Data in this exercise:
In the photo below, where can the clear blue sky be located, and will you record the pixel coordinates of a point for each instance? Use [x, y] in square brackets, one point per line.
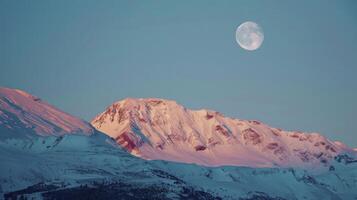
[83, 55]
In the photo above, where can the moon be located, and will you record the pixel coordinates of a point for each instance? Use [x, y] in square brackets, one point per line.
[249, 36]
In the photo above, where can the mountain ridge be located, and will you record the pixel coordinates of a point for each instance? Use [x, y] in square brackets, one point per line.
[23, 113]
[154, 128]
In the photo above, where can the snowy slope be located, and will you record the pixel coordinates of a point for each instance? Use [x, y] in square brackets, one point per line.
[55, 165]
[162, 129]
[70, 166]
[22, 113]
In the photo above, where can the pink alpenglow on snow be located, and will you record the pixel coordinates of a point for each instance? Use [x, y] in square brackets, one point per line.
[23, 113]
[164, 130]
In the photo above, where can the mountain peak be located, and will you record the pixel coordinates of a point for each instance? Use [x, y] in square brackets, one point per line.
[162, 129]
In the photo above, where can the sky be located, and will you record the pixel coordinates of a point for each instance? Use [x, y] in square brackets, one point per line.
[83, 55]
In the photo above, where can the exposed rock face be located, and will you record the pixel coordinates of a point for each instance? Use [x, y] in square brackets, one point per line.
[162, 129]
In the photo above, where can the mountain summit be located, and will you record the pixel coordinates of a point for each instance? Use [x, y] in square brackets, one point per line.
[162, 129]
[22, 113]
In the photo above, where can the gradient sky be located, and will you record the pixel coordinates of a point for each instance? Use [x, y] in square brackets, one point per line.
[83, 55]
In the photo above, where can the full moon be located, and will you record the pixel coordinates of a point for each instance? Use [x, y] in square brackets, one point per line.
[249, 36]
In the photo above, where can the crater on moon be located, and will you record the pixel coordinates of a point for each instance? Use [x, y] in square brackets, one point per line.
[249, 35]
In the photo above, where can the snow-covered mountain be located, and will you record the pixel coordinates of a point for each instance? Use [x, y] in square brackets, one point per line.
[54, 165]
[87, 167]
[162, 129]
[22, 113]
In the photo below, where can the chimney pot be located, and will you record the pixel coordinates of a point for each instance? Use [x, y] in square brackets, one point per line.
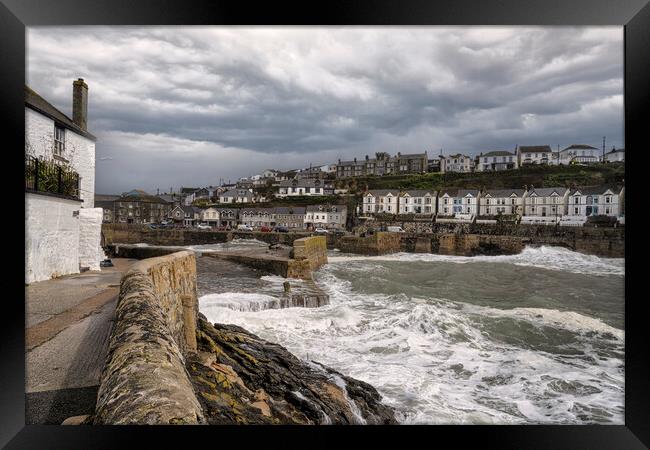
[80, 103]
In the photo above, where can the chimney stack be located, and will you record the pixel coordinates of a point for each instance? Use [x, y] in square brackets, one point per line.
[80, 103]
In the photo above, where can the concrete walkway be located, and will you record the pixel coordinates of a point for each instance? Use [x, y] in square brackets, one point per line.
[68, 323]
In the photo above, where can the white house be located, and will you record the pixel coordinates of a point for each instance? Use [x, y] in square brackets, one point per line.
[502, 201]
[308, 187]
[595, 201]
[615, 155]
[210, 216]
[535, 154]
[417, 202]
[326, 216]
[236, 196]
[455, 163]
[548, 203]
[381, 201]
[580, 153]
[496, 160]
[62, 227]
[461, 203]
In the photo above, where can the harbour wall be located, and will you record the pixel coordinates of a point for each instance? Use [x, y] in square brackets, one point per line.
[145, 380]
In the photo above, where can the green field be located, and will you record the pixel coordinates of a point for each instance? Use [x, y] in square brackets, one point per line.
[537, 176]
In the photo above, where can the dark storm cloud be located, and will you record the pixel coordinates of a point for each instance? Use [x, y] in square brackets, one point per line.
[191, 105]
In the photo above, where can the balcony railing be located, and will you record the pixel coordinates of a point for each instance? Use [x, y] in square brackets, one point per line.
[50, 177]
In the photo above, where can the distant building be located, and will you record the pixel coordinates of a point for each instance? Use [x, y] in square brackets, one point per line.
[326, 216]
[455, 163]
[535, 154]
[417, 202]
[137, 206]
[546, 202]
[290, 216]
[595, 201]
[494, 202]
[381, 201]
[458, 202]
[615, 155]
[496, 160]
[580, 154]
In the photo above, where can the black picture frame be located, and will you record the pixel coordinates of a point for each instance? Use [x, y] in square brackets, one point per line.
[634, 15]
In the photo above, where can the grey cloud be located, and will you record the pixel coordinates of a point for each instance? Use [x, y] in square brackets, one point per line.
[287, 96]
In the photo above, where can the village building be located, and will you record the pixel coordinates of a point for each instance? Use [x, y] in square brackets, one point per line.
[381, 201]
[326, 216]
[495, 161]
[494, 202]
[456, 163]
[228, 217]
[460, 203]
[545, 204]
[615, 155]
[62, 226]
[417, 202]
[210, 216]
[304, 187]
[535, 154]
[580, 154]
[596, 201]
[292, 217]
[257, 217]
[137, 206]
[237, 196]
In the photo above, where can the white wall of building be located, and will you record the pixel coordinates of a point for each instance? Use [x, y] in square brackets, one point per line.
[79, 151]
[51, 237]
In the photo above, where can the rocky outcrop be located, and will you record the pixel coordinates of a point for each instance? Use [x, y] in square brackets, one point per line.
[242, 379]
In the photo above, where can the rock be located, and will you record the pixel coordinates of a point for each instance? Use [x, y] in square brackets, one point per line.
[77, 420]
[252, 381]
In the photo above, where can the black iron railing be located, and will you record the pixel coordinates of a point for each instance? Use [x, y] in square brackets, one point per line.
[50, 177]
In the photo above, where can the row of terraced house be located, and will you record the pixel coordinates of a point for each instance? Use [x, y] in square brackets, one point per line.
[554, 205]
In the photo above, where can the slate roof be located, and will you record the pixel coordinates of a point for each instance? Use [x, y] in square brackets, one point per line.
[39, 104]
[535, 148]
[503, 192]
[546, 192]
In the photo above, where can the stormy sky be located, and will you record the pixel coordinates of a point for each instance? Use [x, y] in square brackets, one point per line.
[189, 106]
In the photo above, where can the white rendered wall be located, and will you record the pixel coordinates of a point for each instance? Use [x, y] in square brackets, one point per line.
[90, 235]
[79, 150]
[51, 237]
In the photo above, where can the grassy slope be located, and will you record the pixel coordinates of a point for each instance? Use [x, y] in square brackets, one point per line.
[538, 176]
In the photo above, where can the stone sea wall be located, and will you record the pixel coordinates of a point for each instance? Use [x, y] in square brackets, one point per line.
[145, 380]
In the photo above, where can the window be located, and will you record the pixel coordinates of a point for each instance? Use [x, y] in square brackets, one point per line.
[59, 140]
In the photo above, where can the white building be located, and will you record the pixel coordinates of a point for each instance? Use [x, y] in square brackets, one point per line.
[456, 163]
[596, 201]
[417, 202]
[461, 203]
[381, 201]
[62, 227]
[615, 155]
[535, 154]
[496, 160]
[237, 196]
[326, 216]
[308, 187]
[580, 153]
[502, 201]
[546, 202]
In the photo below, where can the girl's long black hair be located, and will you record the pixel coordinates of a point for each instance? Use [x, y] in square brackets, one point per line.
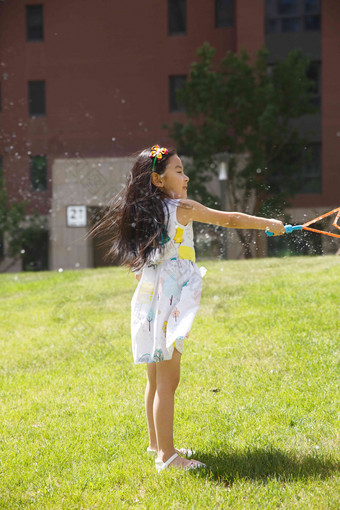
[134, 220]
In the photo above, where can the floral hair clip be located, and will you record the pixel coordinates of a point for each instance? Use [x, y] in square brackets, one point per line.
[157, 152]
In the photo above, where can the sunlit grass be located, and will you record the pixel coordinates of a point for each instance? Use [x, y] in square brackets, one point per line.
[257, 400]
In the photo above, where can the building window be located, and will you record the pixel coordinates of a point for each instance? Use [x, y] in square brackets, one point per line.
[314, 74]
[38, 171]
[176, 83]
[177, 17]
[34, 23]
[224, 13]
[284, 16]
[36, 98]
[311, 173]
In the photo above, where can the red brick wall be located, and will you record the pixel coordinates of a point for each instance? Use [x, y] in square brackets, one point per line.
[331, 102]
[106, 68]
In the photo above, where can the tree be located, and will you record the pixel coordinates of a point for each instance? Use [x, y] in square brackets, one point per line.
[243, 109]
[13, 223]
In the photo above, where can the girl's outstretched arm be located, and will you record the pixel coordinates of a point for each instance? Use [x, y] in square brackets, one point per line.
[189, 210]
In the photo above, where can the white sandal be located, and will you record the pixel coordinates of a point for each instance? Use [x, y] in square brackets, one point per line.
[183, 451]
[194, 464]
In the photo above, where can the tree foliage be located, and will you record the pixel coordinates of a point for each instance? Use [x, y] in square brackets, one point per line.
[14, 224]
[246, 109]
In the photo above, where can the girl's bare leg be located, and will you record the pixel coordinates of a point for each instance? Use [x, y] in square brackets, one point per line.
[150, 391]
[167, 379]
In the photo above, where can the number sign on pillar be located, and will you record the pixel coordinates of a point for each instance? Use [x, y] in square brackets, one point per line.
[76, 216]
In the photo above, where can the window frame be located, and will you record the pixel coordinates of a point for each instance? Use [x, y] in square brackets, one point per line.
[36, 113]
[31, 28]
[35, 187]
[171, 5]
[220, 24]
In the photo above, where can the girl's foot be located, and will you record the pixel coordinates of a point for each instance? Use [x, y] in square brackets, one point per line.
[178, 462]
[187, 452]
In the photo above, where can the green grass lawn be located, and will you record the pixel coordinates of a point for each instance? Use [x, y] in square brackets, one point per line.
[257, 399]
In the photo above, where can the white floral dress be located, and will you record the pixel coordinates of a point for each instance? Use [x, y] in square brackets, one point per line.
[167, 297]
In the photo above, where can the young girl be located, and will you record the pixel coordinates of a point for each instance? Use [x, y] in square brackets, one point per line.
[150, 226]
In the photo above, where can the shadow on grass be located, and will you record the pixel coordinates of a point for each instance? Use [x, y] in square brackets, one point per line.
[267, 464]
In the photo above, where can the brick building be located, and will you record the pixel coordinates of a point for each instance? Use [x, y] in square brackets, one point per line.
[84, 85]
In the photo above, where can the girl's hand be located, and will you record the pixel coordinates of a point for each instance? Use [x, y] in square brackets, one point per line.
[276, 227]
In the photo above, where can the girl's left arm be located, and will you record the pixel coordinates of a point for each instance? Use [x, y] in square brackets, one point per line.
[190, 210]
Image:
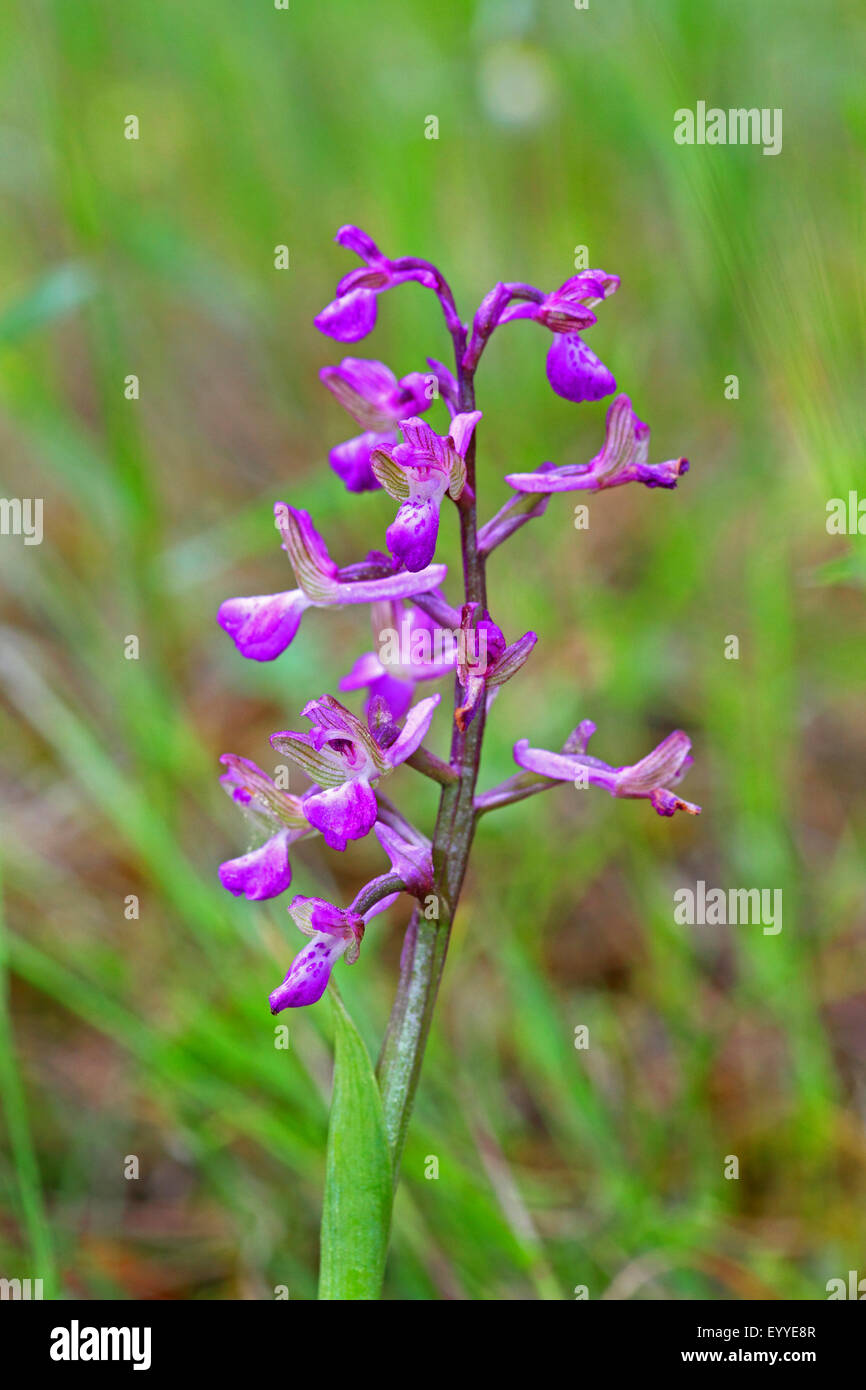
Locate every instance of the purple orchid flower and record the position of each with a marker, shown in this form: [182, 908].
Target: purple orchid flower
[335, 931]
[622, 459]
[264, 872]
[485, 662]
[667, 763]
[263, 626]
[378, 402]
[573, 369]
[410, 648]
[352, 314]
[332, 933]
[342, 755]
[417, 474]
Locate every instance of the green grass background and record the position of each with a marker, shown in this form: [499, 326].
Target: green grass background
[150, 1037]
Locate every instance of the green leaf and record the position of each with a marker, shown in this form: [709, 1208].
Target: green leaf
[359, 1179]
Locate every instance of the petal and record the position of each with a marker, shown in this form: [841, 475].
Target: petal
[410, 861]
[412, 535]
[366, 670]
[349, 317]
[545, 763]
[263, 626]
[350, 460]
[342, 813]
[512, 659]
[666, 802]
[574, 371]
[413, 731]
[395, 692]
[572, 478]
[309, 973]
[462, 428]
[658, 767]
[367, 389]
[263, 873]
[402, 585]
[389, 474]
[357, 241]
[619, 439]
[321, 766]
[307, 553]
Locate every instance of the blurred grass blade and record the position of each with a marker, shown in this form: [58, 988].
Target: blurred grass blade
[356, 1214]
[52, 296]
[13, 1105]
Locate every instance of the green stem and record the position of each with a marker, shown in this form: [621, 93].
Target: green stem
[426, 943]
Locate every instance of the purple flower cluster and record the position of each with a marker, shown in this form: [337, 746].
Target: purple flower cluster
[419, 635]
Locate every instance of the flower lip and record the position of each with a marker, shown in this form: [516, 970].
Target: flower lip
[666, 763]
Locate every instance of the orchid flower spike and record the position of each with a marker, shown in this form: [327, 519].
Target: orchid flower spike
[409, 649]
[264, 624]
[573, 369]
[378, 402]
[622, 459]
[417, 474]
[332, 933]
[342, 755]
[352, 314]
[663, 767]
[264, 872]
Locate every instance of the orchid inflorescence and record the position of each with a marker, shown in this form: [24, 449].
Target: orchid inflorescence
[345, 756]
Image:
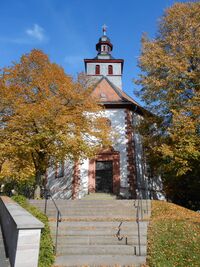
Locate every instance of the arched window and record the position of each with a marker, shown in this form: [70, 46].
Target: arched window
[97, 69]
[110, 69]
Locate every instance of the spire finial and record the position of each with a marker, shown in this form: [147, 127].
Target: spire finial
[104, 27]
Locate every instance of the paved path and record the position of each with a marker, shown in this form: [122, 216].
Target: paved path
[4, 262]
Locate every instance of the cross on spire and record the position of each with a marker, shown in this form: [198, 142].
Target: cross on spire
[104, 27]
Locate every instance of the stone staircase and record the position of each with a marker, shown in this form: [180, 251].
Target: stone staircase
[99, 232]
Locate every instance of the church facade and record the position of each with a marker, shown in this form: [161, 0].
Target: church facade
[120, 170]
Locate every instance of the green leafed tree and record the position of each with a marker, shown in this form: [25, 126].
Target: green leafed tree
[45, 116]
[170, 87]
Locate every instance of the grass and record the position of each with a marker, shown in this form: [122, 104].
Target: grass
[173, 236]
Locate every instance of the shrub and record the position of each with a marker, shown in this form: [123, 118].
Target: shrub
[46, 255]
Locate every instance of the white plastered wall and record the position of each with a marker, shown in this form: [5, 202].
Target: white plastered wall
[61, 187]
[146, 187]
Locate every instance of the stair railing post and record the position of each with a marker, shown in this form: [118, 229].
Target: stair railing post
[138, 224]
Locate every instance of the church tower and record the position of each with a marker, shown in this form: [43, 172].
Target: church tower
[104, 65]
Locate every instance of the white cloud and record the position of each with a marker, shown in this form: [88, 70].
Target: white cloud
[74, 60]
[36, 32]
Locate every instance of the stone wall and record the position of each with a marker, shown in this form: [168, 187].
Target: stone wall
[21, 233]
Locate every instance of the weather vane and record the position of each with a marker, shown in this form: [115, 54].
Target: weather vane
[104, 27]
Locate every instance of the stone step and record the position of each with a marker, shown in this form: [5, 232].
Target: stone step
[100, 240]
[97, 218]
[63, 249]
[100, 260]
[96, 232]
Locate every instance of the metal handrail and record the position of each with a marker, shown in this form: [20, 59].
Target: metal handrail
[47, 194]
[118, 234]
[138, 223]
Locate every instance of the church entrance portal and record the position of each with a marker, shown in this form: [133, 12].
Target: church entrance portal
[104, 172]
[104, 176]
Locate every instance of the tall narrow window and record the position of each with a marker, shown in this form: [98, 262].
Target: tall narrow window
[97, 69]
[110, 69]
[59, 172]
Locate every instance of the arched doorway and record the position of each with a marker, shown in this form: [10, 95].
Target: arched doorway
[104, 172]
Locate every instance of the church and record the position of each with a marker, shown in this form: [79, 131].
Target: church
[120, 170]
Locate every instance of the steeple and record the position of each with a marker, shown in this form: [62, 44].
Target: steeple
[104, 46]
[104, 65]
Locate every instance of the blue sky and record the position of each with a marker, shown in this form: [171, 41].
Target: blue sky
[68, 30]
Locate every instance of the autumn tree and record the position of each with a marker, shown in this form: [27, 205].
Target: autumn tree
[45, 116]
[170, 87]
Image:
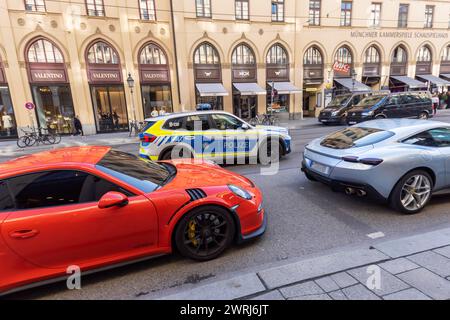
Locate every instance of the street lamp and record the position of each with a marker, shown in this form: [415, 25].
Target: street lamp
[130, 82]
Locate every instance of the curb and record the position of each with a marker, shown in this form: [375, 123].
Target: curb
[267, 280]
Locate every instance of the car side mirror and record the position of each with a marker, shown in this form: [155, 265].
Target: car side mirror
[113, 199]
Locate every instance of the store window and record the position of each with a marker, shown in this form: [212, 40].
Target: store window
[155, 81]
[50, 86]
[35, 5]
[106, 86]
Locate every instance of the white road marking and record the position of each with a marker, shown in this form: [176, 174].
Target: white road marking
[376, 235]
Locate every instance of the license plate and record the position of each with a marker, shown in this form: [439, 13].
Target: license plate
[320, 167]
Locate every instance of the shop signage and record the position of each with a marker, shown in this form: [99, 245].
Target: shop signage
[341, 67]
[154, 76]
[50, 76]
[399, 34]
[29, 106]
[104, 76]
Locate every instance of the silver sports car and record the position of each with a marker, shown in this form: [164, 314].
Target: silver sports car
[399, 161]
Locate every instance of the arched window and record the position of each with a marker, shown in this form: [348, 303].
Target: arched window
[43, 51]
[424, 54]
[152, 54]
[102, 53]
[372, 55]
[344, 55]
[446, 54]
[313, 56]
[399, 55]
[242, 54]
[277, 55]
[206, 54]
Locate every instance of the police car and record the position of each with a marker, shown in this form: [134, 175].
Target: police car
[212, 135]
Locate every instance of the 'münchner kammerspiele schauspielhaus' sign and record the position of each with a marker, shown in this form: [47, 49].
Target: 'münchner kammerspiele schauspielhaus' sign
[399, 34]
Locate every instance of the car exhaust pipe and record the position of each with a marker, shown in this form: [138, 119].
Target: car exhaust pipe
[349, 191]
[361, 193]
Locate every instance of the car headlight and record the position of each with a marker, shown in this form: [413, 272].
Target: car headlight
[240, 192]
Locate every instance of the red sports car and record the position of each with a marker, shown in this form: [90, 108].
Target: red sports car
[95, 207]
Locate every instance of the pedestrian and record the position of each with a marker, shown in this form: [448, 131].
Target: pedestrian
[435, 101]
[78, 126]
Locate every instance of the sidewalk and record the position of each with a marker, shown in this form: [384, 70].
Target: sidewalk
[411, 268]
[10, 148]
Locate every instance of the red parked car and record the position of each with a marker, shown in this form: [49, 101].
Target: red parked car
[95, 207]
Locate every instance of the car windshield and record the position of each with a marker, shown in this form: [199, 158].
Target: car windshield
[355, 137]
[370, 101]
[339, 101]
[143, 174]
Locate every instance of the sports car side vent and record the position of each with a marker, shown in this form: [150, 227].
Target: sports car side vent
[196, 194]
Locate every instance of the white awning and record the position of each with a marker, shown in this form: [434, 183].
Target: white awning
[435, 80]
[285, 87]
[249, 89]
[353, 86]
[410, 82]
[211, 89]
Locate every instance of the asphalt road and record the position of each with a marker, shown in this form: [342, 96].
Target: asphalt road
[304, 218]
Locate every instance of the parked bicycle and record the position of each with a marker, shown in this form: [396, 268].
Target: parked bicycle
[37, 137]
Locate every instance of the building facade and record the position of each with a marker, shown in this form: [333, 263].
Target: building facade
[74, 57]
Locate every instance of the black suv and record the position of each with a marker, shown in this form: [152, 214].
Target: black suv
[416, 104]
[336, 111]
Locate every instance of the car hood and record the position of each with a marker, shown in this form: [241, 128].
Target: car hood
[272, 129]
[200, 174]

Problem to work on: From the records above, transcribe exactly the run of lines that opens with the line holding "Target: silver sports car" and closes with the line holding "Locate every instance of the pedestrian", both included.

Your response:
Target: silver sports car
[399, 161]
Locate every instance of the arched window and record the position of each with a marker, shown in this form: [348, 303].
Target: arched window
[43, 51]
[424, 54]
[152, 54]
[102, 53]
[372, 55]
[344, 55]
[446, 54]
[313, 56]
[399, 55]
[242, 54]
[277, 55]
[206, 54]
Locate every instance of the police car and record the position of each with a marker, shown in this form: [134, 175].
Target: police car
[212, 135]
Locate every instance of the 'münchner kammerspiele schauspielhaus' sign and record the position of each with a marker, shown in this form: [47, 49].
Target: 'münchner kammerspiele schauspielhaus' sign
[399, 34]
Locate every instance of the car exhaust pipe and record the position of each with a marker, shown in this form: [138, 119].
Target: car exhaust pipe
[349, 191]
[361, 193]
Locate every instance of the car headlight and record the position of each with a marker, shown in this form: [413, 272].
Target: car headlight
[240, 192]
Locate every instance of the red sports car and record the position of each with a marker, shown in this form: [90, 108].
Target: red sports car
[95, 207]
Locate every instance of the pedestrian and record the position of each with a marker, shown in this form: [448, 131].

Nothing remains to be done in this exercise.